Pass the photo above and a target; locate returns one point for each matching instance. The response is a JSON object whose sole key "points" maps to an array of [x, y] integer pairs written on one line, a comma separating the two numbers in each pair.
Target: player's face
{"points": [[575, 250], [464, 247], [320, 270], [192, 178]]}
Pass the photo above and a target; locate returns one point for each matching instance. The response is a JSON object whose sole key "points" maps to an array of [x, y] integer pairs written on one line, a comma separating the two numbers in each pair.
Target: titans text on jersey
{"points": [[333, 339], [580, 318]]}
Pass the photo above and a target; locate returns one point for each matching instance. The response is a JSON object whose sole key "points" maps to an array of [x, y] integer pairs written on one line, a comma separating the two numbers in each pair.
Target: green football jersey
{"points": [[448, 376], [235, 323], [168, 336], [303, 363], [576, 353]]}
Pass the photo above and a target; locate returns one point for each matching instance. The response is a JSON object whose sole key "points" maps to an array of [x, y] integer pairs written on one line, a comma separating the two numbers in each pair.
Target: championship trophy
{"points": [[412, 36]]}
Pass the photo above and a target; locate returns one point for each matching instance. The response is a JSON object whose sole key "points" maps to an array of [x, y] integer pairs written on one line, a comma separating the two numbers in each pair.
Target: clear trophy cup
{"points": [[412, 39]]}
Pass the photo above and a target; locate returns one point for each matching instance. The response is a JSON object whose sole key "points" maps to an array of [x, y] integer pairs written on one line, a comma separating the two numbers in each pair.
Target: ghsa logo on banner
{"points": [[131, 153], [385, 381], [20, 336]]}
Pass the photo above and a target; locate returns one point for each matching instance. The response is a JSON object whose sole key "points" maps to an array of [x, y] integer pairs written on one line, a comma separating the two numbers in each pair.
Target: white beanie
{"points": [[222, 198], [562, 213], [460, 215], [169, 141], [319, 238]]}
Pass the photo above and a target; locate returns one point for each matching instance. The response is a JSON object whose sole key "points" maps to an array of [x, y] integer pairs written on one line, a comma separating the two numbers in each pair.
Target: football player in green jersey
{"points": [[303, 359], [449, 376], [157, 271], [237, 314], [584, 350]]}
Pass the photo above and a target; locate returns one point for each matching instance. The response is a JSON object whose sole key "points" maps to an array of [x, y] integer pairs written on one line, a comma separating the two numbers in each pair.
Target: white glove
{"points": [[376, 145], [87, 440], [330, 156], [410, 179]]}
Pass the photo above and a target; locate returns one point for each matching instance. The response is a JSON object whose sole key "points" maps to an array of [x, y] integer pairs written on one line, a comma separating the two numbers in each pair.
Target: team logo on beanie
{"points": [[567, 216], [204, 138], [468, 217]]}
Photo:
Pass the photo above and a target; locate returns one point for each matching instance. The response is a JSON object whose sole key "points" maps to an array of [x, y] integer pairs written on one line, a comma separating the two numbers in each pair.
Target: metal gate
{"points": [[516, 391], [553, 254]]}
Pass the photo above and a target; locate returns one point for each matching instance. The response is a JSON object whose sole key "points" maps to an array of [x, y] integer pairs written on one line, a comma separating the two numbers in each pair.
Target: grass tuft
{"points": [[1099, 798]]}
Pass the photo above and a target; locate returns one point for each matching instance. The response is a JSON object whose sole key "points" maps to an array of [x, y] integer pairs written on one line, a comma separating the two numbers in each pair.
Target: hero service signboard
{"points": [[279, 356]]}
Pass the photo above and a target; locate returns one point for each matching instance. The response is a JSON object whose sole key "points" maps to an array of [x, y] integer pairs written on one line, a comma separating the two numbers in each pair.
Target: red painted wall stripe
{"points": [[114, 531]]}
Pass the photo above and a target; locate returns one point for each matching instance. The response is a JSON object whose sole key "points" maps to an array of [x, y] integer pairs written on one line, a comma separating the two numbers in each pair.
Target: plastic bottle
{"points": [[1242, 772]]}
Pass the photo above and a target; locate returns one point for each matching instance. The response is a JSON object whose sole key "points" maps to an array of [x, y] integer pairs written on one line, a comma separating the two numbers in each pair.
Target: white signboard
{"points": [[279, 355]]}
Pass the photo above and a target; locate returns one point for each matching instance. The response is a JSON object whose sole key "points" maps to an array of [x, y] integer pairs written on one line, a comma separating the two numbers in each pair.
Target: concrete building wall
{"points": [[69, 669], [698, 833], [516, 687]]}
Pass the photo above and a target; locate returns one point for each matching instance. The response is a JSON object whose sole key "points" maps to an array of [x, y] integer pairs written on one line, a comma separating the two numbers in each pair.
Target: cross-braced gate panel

.....

What you have to do: Transcribe the listing shown above in full and without change.

Response:
Pass the photo above and a target; locate returns one point for each matching instance. The response is a JSON object whose sole key "points" maps to an array of [x, y] integer pairs written on one line, a comma separating the two numbers in each pair.
Target: player's face
{"points": [[575, 250], [464, 247], [320, 270], [192, 178]]}
Pass the photo above and a target; locate returns one point for each matching instance. The response is a JSON object whose sole key "points" maps to an array of [x, y] integer pairs written on one line, a comma separating the two numbers in each pair.
Target: titans text on jersey
{"points": [[333, 339], [580, 318]]}
Pass the photo above and a target; locate returns one point for each matching instance. The response is a JSON object whose sole key "points" maps to an array of [x, y] integer pairs written on one line, a comma separating the two numbers in each pair.
Target: green football jersey
{"points": [[448, 376], [235, 323], [168, 336], [303, 363], [576, 353]]}
Pass the photo above and a target; locate returns one point for each matching instance. The response is a JSON object whose sole key "points" maps to an array of [x, y] integer pairs written on one line, a comma separating the two numbers in each pair.
Target: championship trophy
{"points": [[412, 36]]}
Pass the photo above and a target; locate returns one point for each matching instance. The response is a JSON object whose sole key "points" maps to an array of [x, y] integer pairs written on one line, a comma separating the two numbers in each pair.
Target: clear trophy cup
{"points": [[412, 39]]}
Pass the photo above and a target; locate returns one point for each matching instance. The response is a JSON object whose sole key "points" maps to an array of [x, y] integer pairs written on one line, a comma separating the two numbers in each pair.
Target: ghsa logo on banner
{"points": [[131, 153], [385, 381], [20, 336]]}
Pass the photo above and a target; locate returns one point for each matching instance. The response is a JSON object whose sole key "points" maps to an array of [x, y] integer pairs written on one line, a comma separating the two numbers in each pair.
Target: white beanie
{"points": [[222, 198], [562, 213], [460, 215], [169, 141], [319, 238]]}
Pass the photo above and a target; locate returns one point for each matching instance. The response is a JSON object whose sole key "points" maps to an array of [x, y] integer pairs written on one line, a comma separating the two numbers in each pair.
Target: football player in green jersey
{"points": [[303, 359], [449, 376], [157, 271], [237, 314], [584, 350]]}
Pass the photo above and a target; locate returns one point for each matching instance. The response is a JSON object whose sole key "points" maps to an array of [x, y] integer pairs written on one line, a comma separating the two numbers in each pair.
Target: white glove
{"points": [[376, 145], [87, 440], [330, 156], [410, 179]]}
Pass the photo above and a target; locate returns one point for each matching instance. The response is a JSON object whose sole key "points" maps to an array of [x, y] integer pairs written on one line, a comma separating the two numbers in each pair.
Target: team logo on beanie
{"points": [[567, 216], [204, 138], [468, 217]]}
Photo:
Pass the photo above and a target; locate returns one point for each matching instance. The response is a JSON object whose sole key "points" maps to an array of [x, y] integer pairs written on one line, a comma separating the two numbers in each pair.
Target: metal gate
{"points": [[516, 391], [553, 254]]}
Pass the photo above and a target; locate returns one point for each matching instance. The response is a JSON object whose sole key "points" maps to an array of [x, y] integer pairs written on one line, a comma separating the two numbers in each pair.
Target: grass tuft
{"points": [[1099, 798]]}
Pass the photo above and a target; locate returns one point for each matching instance. The response is a JSON object whose sole key "points" maps to an array of [x, y] integer pairs written on one line, a comma separating the two numbers in each pair.
Target: hero service signboard
{"points": [[279, 356]]}
Pass the photo above and a target; locate returns one point for each matching instance. The response is a JSON object whose sole key "points" maps to an array of [x, y] integer pairs written on one line, a comma separating the two numbers in each pair.
Target: red painted wall stripe
{"points": [[114, 531]]}
Pass the photo above and a target; locate returns one point for each matching instance. The response is a JSON object whose sole key "points" maps to an array of [x, y] integer pairs written on one line, a comma separating the two numbers in each pair.
Target: plastic bottle
{"points": [[1242, 772]]}
Pass the photo above and a target; locate returns one point for each matching instance. The response is a JSON object whose sole key "points" maps to an array of [x, y] integer pairs written on one line, a comma separating the two numbers in each pair.
Target: white signboard
{"points": [[279, 355]]}
Pass the photo above and a target; locate returns one point for each matching instance. The response is a JSON object whose sole key "points" maps to an array of [x, y] integer pairs written on one line, a comma separating the two numbers in each pair.
Target: concrete building wall
{"points": [[69, 669], [698, 833], [516, 687]]}
Pass the photo above and a target; locate returns one point for each matching instance. The response is a JSON object whose sole key "points" maps to an array of [x, y] integer pairs written on one line, a comma separating the two numbers in each pair.
Target: cross-braced gate panel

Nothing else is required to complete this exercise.